Activity —
Write out, word for word, only the lines from the one with "Note: the class marks the wooden floor in" to the end of the data below.
--- Dataset excerpts Enclosed Below ---
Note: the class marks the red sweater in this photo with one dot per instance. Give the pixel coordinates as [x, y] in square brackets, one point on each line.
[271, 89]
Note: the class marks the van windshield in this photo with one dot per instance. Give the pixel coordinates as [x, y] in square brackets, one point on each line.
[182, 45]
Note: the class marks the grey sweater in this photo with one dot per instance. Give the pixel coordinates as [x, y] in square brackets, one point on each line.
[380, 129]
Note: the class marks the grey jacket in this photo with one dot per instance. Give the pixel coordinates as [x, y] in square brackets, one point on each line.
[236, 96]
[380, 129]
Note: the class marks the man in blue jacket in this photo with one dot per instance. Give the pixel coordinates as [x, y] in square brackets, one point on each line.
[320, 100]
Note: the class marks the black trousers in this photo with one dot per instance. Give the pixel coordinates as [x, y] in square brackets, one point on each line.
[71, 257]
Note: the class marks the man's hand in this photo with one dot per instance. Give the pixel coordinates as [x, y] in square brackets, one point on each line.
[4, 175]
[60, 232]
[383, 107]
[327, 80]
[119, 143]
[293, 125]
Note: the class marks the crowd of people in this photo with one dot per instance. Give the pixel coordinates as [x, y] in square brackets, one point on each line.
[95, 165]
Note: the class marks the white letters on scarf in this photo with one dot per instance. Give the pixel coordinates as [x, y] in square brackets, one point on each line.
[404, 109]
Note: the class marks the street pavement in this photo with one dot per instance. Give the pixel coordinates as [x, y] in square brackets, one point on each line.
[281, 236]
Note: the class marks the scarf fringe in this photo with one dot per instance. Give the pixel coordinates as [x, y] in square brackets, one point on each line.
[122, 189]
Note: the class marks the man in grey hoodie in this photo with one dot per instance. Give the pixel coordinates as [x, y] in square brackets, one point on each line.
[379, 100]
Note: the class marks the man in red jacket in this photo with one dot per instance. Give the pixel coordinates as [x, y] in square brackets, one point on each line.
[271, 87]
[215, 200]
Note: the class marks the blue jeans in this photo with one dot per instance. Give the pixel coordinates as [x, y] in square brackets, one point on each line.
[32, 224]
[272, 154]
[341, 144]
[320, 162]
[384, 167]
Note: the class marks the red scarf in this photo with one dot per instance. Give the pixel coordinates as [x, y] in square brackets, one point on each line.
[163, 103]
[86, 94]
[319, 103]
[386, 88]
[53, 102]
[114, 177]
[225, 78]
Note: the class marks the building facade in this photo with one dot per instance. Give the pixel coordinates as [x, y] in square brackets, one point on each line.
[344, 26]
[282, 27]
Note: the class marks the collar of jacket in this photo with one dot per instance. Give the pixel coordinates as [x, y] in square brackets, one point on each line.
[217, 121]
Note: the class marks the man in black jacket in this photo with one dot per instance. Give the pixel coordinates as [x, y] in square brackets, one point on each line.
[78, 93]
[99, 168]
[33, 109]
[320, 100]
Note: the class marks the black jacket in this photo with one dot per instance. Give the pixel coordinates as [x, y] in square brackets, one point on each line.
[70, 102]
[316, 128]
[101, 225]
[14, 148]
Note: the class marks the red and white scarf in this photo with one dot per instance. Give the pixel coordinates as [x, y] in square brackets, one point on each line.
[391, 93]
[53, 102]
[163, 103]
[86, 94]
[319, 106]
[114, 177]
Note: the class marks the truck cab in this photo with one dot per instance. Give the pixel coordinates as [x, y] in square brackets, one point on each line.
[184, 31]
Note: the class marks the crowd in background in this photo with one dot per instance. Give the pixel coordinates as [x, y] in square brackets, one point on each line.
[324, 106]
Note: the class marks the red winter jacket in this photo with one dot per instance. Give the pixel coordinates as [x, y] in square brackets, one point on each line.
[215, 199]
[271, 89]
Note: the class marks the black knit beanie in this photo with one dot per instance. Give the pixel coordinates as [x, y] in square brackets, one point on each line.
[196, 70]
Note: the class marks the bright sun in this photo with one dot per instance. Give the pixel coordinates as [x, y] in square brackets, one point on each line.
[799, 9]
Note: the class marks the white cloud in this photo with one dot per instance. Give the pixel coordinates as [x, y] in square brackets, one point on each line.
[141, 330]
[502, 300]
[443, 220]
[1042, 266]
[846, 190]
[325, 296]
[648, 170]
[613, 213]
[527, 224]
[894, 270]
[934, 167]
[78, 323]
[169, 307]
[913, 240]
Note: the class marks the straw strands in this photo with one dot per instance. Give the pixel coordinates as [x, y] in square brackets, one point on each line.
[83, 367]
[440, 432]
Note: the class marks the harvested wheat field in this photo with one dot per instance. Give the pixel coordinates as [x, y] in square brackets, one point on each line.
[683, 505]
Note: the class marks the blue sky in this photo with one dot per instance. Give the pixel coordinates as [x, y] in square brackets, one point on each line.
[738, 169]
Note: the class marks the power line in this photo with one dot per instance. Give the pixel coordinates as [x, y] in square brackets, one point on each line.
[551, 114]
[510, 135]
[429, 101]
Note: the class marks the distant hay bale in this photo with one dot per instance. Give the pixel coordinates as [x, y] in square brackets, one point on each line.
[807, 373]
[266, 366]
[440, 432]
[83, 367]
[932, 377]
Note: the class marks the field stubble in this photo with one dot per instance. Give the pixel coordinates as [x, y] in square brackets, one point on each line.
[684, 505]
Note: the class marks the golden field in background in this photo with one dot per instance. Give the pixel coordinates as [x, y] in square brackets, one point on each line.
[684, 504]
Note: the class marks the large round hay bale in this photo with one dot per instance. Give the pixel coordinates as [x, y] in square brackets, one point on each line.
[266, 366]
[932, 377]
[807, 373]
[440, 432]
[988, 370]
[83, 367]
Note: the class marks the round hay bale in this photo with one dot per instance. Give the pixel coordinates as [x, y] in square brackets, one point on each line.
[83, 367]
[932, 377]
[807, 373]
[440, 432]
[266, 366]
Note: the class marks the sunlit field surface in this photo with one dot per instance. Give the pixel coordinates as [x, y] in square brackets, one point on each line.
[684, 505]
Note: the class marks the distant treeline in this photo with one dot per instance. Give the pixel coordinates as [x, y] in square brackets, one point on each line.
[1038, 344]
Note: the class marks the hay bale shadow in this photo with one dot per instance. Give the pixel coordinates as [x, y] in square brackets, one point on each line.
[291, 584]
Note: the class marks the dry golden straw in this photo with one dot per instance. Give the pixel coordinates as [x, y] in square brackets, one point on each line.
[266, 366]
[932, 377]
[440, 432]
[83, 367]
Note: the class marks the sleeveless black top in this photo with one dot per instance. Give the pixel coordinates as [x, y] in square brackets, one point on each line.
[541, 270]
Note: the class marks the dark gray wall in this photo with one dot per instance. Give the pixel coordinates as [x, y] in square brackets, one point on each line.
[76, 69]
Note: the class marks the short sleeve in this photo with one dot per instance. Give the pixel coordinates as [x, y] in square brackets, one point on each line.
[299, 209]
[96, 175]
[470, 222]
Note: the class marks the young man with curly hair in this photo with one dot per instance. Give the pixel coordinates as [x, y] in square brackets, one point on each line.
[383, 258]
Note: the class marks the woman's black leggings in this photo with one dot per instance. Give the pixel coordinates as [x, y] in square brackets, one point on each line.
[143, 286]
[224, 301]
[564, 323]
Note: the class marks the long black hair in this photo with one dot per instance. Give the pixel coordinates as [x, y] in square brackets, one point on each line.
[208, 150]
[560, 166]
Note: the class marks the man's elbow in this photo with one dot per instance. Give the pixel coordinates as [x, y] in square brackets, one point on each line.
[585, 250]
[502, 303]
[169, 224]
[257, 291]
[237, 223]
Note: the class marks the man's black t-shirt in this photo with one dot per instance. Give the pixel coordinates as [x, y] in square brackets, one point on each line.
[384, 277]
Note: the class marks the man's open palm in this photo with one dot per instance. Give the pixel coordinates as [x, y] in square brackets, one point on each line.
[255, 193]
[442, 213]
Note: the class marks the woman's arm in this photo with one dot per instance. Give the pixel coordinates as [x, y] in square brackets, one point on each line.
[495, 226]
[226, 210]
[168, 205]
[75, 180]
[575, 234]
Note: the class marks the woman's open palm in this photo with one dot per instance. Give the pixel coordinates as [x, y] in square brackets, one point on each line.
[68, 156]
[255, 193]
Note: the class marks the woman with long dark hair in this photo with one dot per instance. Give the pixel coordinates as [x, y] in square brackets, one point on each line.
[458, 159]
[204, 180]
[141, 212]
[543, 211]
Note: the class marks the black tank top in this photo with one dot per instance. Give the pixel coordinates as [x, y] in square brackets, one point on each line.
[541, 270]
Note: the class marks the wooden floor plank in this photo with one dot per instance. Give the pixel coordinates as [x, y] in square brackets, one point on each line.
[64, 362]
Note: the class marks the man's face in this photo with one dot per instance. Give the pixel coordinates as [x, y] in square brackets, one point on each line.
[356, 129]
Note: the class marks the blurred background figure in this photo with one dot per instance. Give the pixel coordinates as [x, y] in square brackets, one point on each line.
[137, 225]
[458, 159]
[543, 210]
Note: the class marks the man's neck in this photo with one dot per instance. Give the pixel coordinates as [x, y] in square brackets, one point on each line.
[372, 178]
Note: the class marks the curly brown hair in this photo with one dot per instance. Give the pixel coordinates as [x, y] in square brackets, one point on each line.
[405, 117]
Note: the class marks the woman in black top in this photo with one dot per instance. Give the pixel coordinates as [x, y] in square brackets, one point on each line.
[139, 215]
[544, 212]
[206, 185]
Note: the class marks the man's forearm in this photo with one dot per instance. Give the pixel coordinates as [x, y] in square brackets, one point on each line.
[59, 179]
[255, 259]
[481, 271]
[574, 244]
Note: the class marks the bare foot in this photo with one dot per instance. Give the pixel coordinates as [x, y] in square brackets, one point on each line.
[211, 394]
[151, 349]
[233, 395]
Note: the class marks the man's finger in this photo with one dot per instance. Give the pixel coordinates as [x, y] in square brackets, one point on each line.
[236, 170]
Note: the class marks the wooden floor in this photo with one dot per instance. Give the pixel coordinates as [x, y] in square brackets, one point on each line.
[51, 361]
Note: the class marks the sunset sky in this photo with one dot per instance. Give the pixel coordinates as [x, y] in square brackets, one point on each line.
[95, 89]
--- End of Enclosed Dataset excerpts ---
Task solution —
Note: the class marks the wooden floor in this photo with one dot per instance. Give the pixel coordinates as [x, y] in square brackets, one point on each line.
[51, 361]
Note: the class marks the sunset sky in this photo with one dot per instance. Give the pixel coordinates as [x, y] in square brackets, one point on each line.
[95, 89]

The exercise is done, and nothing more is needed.